# start of Stored data

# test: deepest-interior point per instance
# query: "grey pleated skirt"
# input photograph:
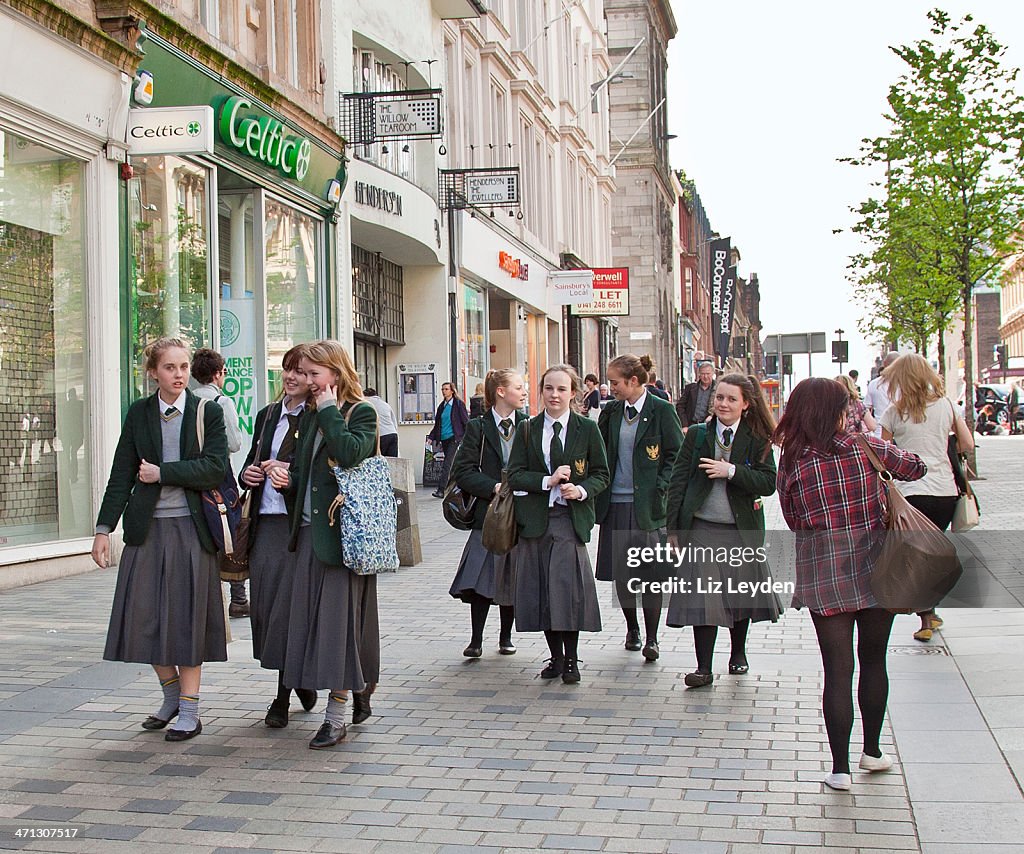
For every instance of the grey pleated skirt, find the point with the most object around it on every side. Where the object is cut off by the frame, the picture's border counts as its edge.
(484, 572)
(271, 568)
(333, 629)
(555, 589)
(620, 530)
(714, 589)
(167, 605)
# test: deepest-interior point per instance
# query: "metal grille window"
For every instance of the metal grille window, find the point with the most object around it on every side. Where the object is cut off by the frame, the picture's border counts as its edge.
(378, 309)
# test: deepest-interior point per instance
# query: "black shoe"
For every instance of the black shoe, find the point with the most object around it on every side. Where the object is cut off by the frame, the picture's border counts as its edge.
(697, 679)
(360, 705)
(153, 722)
(554, 668)
(276, 715)
(307, 697)
(651, 651)
(327, 736)
(570, 675)
(183, 734)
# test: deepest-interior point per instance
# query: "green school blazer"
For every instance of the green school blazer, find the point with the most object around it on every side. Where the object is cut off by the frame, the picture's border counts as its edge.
(658, 440)
(129, 500)
(347, 443)
(480, 481)
(585, 456)
(755, 477)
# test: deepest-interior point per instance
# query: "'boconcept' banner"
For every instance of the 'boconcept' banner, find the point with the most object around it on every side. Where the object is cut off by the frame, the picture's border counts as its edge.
(719, 269)
(724, 329)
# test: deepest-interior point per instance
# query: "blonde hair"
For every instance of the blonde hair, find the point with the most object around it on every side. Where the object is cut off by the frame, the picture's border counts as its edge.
(331, 354)
(849, 385)
(500, 378)
(630, 365)
(155, 350)
(912, 385)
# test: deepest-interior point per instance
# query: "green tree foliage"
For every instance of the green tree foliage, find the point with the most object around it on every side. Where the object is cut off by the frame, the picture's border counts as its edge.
(952, 196)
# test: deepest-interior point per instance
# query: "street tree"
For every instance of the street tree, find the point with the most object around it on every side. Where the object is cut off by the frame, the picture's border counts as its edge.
(954, 157)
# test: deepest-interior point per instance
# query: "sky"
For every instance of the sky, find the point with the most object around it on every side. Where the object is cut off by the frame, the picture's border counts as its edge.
(801, 82)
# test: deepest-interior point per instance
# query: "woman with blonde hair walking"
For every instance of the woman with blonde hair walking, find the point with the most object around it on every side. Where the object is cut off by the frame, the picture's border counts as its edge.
(921, 419)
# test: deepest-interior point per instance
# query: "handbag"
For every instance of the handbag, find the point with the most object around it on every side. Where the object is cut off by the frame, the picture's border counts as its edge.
(500, 529)
(221, 507)
(369, 514)
(458, 506)
(918, 565)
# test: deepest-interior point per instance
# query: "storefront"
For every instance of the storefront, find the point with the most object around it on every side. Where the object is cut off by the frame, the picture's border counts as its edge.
(233, 248)
(507, 318)
(61, 130)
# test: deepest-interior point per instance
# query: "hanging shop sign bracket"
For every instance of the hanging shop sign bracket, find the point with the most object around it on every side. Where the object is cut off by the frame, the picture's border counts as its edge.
(462, 188)
(365, 118)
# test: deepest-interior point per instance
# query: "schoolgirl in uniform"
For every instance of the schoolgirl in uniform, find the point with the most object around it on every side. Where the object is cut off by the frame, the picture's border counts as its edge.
(557, 467)
(167, 611)
(483, 578)
(642, 436)
(333, 629)
(722, 472)
(271, 565)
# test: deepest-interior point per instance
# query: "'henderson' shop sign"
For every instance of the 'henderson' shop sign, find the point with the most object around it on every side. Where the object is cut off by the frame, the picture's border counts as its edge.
(375, 197)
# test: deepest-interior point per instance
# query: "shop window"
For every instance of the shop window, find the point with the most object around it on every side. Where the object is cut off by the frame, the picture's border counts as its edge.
(45, 471)
(378, 297)
(168, 268)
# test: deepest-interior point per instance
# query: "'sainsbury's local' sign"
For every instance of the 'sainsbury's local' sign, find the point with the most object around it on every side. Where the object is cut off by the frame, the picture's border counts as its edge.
(170, 130)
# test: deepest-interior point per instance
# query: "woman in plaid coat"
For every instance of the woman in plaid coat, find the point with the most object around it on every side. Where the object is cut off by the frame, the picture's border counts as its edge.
(830, 496)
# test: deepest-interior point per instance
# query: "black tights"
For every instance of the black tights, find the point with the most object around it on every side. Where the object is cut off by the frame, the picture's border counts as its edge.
(479, 606)
(704, 643)
(651, 612)
(836, 640)
(562, 644)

# end of Stored data

Reproduce the entries above word for word. Pictures stay out.

# test: deepest-interior point per instance
# query: "grey pleated skirt"
# input photograph:
For every instance of the grey pleated skirt, find the point with the most object around it on every side. Where the object is cut off by the frame, the picture's border counts as its edge.
(484, 572)
(271, 568)
(333, 629)
(555, 589)
(620, 530)
(714, 589)
(167, 605)
# test: deepest-interior point per instance
# query: "metal grille window"
For every instance of the metal grille window, find the point with the most object around it on every side. Where the object is cut off by the frame, the picture's border counts as its edge.
(378, 309)
# test: deepest-interior point per instance
# query: "black shoe"
For every instance of the black shoe, find the point with the most object around it on every side. Where the object is cut off by the frame, the picture's border counts as its edge.
(697, 679)
(360, 705)
(153, 722)
(554, 668)
(276, 715)
(307, 697)
(651, 651)
(327, 736)
(570, 675)
(183, 734)
# test: deepest-interior point per instance
# query: "green school blazer"
For every instance of the green school blazer, find the point with the most object around it on every side. Where the object is cut off by the frame, the picture's border counts as its edge.
(658, 440)
(129, 500)
(347, 443)
(480, 481)
(585, 456)
(755, 477)
# test: deepest-interior point per instance
# query: "'boconcept' banner"
For every instance of the 'boconcept' banner, find the point with the most object around it on every side. Where the object is cut off by the frame, the picture's border counts as its edge.
(719, 269)
(724, 329)
# test: deepest-interior point per instance
# query: "blonde hair"
For every instance of the blonde hair, find the point with the most object around it on every side. Where the object is cut off by the frame, the picture's border counts as its edge.
(331, 354)
(849, 385)
(500, 378)
(630, 365)
(155, 350)
(912, 385)
# test: deepest-interior point per instance
# query: "green tree foliage"
For every instance of the green tree foliage, find the point with the most object around it on every side. Where the object is cut off by the frame, the picture's border counts as its edge.
(952, 196)
# test: deepest-interior point per instance
# query: "street tree"
For every instance of the street tree, find the point with the most object around it on every side. Where the object is cut off by the frame, the picture's border counts as its edge.
(954, 157)
# test: deepest-interior point per instance
# query: "sky"
For every instance of the sky, find the point with the most object around it on every side. Where the object is cut off by the frame, the picture's border counts as its edge.
(801, 82)
# test: deepest-interior point per instance
# query: "woman with blonde hair walking"
For every instance of the woman with blonde hair walking, find the point with the most object around it on every side. Where the object is cut off by the frame, the picture's border counts as its edge.
(921, 419)
# test: deepest-interior point per instance
# query: "handbag"
For every instance of the handbag, find the point with the most object around it on every side. Where the object is cut off by the frame, the picture's border counts as its edge.
(500, 529)
(221, 507)
(369, 514)
(458, 506)
(918, 565)
# test: deepest-interior point per instance
# query: "storefront"
For every instance of the storefront, find the point with the most object around it on every side. Where the object is cut off by the frame, the picture's border counts as its edge.
(233, 248)
(507, 318)
(61, 130)
# test: deepest-interior point per instance
# query: "hanging shop sign bracket"
For every instance of the hanging shop sign bracket, find the point with the most object around it on every side. Where the object is cut off by the frame, the picture's border counts as its edge.
(462, 188)
(365, 118)
# test: deepest-interior point per instance
# query: "schoolgirl in uniform"
For every instance of the schoolgirl in uniform, find the point with the most object around it on every side. Where the object is cut off by the frame, the picture's border counts as its edge.
(557, 467)
(167, 611)
(483, 578)
(642, 436)
(333, 629)
(722, 472)
(271, 565)
# test: deepest-interior point per instance
# query: "'henderson' shop sign"
For every instance of the 'henderson' shop sign, find the point with the most object around it on every side. Where the object is cut off by the frame, the picture's border counts as its edge.
(375, 197)
# test: deepest-interior point per instance
# query: "shop window"
For every instance of the shop window, find the point with the most object around it on every side. Where the object is cut off by the frame, the picture's border counts as its edge.
(45, 471)
(378, 297)
(168, 268)
# test: deepest-interior point per instance
# query: "'sainsbury's local' sign"
For every instance of the 'sainsbury's local' sign, find the point with the most object around it on every side. Where the object is cut off by the frame, the picture's border counts as its edge.
(170, 130)
# test: deepest-interior point per instance
# query: "woman in plaid coat"
For every instance of the woman in plaid coat, find the point with the most object around it on every side. Where the object is cut off by the frame, the picture's border counts as its edge.
(830, 496)
# test: deepest-interior point per instance
# query: "black tights"
For every instance of the black tights, find the point with the most object around it on every side. Where the object is cut off by the frame, the picture's border counts as its edge.
(479, 606)
(704, 643)
(651, 612)
(836, 640)
(562, 644)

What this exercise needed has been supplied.